[Collected data]
========
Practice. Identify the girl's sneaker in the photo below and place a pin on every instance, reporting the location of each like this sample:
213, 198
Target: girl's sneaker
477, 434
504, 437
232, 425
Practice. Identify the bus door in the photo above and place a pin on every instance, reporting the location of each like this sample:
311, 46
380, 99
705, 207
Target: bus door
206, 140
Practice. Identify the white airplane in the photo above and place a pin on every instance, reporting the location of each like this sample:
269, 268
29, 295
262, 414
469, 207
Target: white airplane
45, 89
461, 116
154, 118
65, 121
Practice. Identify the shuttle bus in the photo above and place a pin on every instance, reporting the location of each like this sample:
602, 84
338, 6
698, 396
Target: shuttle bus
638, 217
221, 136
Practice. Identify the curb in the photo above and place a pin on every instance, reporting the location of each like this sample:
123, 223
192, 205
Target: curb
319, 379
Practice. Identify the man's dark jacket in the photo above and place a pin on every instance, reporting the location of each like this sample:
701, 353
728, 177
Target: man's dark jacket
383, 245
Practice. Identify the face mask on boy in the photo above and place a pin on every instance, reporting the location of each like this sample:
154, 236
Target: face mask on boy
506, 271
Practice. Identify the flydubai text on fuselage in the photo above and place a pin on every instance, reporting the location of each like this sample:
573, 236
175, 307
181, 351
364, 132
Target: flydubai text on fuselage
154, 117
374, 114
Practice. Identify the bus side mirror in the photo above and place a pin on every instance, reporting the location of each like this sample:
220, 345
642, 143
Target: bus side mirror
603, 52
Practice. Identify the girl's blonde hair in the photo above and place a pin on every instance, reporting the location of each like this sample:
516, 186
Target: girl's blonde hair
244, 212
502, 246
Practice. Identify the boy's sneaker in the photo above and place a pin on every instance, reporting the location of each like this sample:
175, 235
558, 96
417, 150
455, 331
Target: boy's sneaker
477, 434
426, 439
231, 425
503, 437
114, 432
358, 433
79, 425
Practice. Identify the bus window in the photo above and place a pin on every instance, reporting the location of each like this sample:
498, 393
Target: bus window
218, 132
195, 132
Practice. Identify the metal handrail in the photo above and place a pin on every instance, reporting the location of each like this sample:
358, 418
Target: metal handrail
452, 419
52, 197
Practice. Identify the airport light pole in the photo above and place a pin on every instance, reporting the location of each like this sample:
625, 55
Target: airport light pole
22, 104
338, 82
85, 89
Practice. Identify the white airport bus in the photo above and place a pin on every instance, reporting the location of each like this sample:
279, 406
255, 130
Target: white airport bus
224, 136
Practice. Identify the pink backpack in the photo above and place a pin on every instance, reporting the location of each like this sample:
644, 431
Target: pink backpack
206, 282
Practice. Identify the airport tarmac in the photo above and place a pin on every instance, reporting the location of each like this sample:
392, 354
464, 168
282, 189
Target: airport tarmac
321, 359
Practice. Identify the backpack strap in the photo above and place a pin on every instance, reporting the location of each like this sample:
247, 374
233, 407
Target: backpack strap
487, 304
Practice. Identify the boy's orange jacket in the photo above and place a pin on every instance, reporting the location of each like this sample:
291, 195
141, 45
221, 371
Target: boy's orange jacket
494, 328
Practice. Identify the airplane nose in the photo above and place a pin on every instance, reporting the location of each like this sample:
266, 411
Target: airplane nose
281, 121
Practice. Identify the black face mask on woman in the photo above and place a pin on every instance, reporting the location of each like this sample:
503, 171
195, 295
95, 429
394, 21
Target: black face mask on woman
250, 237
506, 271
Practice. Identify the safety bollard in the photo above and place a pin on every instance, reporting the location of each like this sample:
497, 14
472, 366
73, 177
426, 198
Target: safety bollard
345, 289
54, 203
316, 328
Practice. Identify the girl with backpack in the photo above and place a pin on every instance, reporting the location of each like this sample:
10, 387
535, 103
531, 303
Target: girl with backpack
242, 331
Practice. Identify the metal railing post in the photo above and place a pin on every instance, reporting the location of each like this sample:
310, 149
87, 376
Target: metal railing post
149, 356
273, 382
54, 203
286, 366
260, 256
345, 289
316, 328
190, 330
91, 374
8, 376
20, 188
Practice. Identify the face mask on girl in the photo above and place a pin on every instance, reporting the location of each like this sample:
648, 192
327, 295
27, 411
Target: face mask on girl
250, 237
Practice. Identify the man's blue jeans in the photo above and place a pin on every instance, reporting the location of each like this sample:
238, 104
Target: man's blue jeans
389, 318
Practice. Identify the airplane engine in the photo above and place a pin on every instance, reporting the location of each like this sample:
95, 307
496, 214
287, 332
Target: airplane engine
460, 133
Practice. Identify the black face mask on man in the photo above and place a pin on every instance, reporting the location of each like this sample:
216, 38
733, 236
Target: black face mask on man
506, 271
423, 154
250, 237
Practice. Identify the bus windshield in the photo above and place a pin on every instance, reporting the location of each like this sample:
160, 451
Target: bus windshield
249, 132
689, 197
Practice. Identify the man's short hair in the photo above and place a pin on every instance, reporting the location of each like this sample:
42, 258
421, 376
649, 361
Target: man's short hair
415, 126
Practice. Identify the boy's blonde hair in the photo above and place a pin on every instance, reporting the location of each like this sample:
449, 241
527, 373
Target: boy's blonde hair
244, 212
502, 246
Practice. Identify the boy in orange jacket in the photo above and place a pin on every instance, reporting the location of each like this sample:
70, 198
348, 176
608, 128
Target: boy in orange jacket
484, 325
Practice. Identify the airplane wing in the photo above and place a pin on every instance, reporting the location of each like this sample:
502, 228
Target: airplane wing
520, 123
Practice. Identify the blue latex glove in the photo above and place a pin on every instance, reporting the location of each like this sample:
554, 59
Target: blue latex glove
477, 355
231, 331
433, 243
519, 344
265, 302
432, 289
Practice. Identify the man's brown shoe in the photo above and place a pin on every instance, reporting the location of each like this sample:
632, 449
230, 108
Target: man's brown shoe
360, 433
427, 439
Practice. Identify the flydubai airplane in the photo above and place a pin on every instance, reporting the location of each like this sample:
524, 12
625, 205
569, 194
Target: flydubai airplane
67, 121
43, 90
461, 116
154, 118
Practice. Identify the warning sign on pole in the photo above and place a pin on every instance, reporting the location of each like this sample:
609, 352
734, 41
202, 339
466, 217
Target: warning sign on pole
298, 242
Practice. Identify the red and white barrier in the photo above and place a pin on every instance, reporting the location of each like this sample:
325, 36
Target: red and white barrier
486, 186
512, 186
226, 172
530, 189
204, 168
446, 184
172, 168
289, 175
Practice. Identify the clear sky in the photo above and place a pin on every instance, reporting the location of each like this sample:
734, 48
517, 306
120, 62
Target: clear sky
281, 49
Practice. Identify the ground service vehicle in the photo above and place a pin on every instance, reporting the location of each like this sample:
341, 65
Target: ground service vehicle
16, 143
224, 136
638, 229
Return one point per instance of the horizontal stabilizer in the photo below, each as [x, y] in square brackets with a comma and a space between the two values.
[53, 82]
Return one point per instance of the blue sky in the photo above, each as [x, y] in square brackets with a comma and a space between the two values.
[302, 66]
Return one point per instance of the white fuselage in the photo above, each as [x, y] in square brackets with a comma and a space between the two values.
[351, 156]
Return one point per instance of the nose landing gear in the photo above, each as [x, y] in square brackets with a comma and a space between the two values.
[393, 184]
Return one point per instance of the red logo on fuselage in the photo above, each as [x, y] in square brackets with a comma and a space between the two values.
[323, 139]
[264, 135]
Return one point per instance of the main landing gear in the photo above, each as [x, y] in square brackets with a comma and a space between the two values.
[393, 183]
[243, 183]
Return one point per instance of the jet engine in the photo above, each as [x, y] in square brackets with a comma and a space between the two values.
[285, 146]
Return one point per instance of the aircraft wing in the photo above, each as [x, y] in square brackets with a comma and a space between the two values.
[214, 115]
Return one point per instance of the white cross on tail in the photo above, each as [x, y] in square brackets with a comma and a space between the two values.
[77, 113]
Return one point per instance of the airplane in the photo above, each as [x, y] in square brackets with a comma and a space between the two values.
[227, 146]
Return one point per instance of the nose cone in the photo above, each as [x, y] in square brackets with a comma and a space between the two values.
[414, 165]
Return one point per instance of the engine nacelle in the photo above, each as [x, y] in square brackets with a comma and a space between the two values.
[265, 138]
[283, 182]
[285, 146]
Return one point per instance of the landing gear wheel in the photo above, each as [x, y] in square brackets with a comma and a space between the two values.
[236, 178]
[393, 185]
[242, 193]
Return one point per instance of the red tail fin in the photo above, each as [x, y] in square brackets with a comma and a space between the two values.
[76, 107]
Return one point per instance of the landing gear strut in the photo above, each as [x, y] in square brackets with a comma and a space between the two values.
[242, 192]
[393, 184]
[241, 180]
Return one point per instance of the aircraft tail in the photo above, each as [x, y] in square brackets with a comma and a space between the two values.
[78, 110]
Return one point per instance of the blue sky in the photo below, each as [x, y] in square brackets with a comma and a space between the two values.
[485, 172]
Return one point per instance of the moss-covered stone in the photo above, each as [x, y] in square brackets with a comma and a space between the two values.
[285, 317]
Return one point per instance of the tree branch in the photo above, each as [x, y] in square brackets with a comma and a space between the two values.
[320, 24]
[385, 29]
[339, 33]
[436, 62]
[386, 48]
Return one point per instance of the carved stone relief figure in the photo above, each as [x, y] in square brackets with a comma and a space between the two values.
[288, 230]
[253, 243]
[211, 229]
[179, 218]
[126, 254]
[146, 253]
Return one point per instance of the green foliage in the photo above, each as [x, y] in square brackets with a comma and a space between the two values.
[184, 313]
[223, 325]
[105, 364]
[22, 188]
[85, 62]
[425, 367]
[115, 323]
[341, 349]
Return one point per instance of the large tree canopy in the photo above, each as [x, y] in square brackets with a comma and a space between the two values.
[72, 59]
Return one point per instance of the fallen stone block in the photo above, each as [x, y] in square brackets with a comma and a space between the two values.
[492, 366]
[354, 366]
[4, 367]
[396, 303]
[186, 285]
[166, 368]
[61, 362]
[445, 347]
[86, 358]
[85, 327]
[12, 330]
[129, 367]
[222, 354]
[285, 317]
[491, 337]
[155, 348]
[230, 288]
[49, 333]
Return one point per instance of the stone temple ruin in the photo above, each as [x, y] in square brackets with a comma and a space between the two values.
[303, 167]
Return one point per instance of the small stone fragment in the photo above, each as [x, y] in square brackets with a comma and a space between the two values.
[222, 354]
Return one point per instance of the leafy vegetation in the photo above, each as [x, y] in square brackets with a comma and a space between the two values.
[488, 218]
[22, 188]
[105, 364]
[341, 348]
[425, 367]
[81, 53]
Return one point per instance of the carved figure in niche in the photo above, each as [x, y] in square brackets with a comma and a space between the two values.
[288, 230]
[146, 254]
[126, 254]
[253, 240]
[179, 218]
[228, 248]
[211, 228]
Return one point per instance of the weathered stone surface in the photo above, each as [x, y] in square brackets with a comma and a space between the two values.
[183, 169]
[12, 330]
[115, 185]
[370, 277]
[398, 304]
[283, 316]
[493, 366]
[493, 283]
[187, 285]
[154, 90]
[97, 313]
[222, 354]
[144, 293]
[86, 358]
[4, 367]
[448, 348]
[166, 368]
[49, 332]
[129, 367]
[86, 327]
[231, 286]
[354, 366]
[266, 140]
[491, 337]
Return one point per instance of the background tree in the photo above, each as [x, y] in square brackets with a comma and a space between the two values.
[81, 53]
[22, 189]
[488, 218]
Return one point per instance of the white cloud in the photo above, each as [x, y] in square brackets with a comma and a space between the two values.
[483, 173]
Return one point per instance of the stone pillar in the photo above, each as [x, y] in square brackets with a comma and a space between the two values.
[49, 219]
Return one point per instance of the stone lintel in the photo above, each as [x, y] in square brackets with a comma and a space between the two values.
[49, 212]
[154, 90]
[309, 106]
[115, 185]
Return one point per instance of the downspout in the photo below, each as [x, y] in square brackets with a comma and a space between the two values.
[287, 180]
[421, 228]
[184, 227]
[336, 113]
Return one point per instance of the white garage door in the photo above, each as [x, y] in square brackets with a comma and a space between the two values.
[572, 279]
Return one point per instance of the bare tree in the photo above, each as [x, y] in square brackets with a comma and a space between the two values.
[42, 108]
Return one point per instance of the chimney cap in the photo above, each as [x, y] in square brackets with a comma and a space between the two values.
========
# Problem details
Edit the records from the line with "Return one point per instance of the bare" to the end of the records, replacing "chimney cap" with "roof vent" and changing nothing else. Give only those lines.

# Exercise answer
Return one point per instance of the bare tree in the photo above, each as [x, y] in square brackets with a comma and a space between the two values.
[42, 108]
Return one point per instance of the roof vent in the photo above, each as [x, y] in square brackets with a comma and a space between the two values.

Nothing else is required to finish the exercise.